— Start Data for processing —

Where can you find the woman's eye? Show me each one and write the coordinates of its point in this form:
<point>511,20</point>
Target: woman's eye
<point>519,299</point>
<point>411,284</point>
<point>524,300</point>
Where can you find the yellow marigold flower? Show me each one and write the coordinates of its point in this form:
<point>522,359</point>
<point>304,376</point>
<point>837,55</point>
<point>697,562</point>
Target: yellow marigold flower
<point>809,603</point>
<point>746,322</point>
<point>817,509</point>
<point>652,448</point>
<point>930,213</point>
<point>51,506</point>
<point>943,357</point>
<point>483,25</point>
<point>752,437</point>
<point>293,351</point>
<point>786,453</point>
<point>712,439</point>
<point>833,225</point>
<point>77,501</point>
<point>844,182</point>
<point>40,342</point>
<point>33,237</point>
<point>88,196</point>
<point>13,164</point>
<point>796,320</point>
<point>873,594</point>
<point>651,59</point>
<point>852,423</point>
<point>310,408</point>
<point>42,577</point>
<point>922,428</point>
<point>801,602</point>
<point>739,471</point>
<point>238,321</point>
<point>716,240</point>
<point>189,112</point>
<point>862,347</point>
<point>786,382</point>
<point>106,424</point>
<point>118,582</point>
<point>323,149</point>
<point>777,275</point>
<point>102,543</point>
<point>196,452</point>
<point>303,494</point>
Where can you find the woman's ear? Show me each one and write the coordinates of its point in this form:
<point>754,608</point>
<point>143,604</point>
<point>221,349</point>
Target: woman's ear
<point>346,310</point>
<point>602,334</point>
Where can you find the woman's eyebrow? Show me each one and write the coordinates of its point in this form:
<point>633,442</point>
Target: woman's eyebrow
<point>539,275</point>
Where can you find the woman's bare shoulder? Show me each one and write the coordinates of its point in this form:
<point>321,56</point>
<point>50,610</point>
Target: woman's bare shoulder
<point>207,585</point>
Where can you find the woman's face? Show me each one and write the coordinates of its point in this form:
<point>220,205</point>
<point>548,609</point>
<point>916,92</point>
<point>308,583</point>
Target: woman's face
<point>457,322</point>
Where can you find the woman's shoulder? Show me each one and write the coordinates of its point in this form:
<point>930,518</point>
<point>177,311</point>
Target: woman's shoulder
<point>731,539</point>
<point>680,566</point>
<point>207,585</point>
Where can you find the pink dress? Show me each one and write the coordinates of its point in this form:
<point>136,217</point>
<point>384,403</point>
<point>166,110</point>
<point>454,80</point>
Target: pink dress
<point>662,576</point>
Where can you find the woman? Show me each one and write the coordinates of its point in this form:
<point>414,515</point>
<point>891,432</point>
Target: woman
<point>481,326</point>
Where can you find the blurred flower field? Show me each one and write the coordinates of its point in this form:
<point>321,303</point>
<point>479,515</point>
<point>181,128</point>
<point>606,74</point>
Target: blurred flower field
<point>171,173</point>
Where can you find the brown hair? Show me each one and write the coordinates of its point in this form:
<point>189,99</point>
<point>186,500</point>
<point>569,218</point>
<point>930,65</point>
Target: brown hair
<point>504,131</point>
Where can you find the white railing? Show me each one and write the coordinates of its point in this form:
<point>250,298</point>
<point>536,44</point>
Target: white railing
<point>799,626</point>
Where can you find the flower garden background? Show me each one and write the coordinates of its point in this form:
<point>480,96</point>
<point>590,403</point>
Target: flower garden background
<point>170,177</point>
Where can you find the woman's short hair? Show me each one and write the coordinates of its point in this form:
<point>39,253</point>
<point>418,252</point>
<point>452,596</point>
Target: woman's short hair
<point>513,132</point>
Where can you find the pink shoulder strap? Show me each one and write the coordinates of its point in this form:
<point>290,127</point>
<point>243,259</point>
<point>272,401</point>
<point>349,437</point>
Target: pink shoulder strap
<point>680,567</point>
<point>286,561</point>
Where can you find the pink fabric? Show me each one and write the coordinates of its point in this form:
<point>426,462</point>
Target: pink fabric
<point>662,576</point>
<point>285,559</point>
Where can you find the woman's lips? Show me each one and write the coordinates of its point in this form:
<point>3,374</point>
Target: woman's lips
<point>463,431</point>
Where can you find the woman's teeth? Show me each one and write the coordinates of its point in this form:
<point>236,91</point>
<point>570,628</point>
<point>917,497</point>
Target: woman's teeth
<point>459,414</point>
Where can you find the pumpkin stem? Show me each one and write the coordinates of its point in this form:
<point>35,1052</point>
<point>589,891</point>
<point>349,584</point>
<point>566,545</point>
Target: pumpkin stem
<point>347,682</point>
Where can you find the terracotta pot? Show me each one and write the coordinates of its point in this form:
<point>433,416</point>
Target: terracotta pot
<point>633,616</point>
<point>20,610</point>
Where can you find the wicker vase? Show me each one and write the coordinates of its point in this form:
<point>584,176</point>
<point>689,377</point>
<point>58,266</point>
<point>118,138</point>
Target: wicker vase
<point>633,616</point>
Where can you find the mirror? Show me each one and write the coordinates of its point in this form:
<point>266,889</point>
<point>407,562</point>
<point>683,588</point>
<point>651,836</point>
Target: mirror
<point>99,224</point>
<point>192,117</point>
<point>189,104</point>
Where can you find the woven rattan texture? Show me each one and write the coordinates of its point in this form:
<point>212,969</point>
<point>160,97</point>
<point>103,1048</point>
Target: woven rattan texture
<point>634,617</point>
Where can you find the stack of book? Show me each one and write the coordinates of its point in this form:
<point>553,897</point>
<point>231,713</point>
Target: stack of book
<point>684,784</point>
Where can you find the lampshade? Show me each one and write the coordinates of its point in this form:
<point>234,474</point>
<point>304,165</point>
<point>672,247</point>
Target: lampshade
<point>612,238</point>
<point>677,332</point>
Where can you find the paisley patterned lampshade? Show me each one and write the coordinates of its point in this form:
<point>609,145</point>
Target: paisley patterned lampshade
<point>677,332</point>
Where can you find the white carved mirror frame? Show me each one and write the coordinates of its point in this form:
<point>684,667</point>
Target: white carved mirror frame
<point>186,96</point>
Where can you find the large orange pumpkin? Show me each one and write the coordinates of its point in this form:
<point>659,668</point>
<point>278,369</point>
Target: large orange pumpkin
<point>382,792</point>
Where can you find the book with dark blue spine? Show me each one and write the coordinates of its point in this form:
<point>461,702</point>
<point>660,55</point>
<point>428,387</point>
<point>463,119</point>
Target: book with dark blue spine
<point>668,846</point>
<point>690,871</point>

— End Data for processing —

Task prompt: Write out again, exactly, the lines from the one holding "Where can you find the wicker" through the end of the listing, with both ends included.

Exercise output:
Where can you find the wicker vase? Show me each one and write the coordinates of its point in this form:
<point>584,176</point>
<point>689,377</point>
<point>58,266</point>
<point>118,138</point>
Target: wicker vase
<point>633,616</point>
Where can you find the mirror? Show me each one and write the coordinates of its point in this form:
<point>266,889</point>
<point>407,562</point>
<point>683,588</point>
<point>651,836</point>
Target: mirror
<point>99,224</point>
<point>192,117</point>
<point>189,104</point>
Where can you find the woven rattan texture? Show me each one and write the coordinates of its point in this form:
<point>212,969</point>
<point>160,97</point>
<point>103,1048</point>
Target: woven rattan texture
<point>634,617</point>
Where can you find the stack of book? Show me each one and write the coordinates of its point in this form:
<point>553,897</point>
<point>231,713</point>
Target: stack of book
<point>684,784</point>
Where can you find the lampshade? Show me each one and write the coordinates of its point in this form:
<point>234,474</point>
<point>304,165</point>
<point>672,247</point>
Target: lampshade
<point>612,238</point>
<point>677,332</point>
Where can you find the paisley patterned lampshade? Show me each one and write the coordinates of its point in this form:
<point>609,145</point>
Target: paisley patterned lampshade
<point>677,332</point>
Where can you find the white carved mirror frame? Show me each one and write the coordinates of its point in this form:
<point>684,667</point>
Target: white carved mirror frame
<point>186,96</point>
Where can you find the large orange pumpkin? Show me each one and write the coordinates of its point in this form:
<point>659,668</point>
<point>278,369</point>
Target: large orange pumpkin
<point>382,792</point>
Where can you find the book with dark blue spine? Show me each one and write the coordinates of its point in this form:
<point>461,702</point>
<point>660,55</point>
<point>428,387</point>
<point>463,119</point>
Target: book with dark blue spine
<point>668,846</point>
<point>690,871</point>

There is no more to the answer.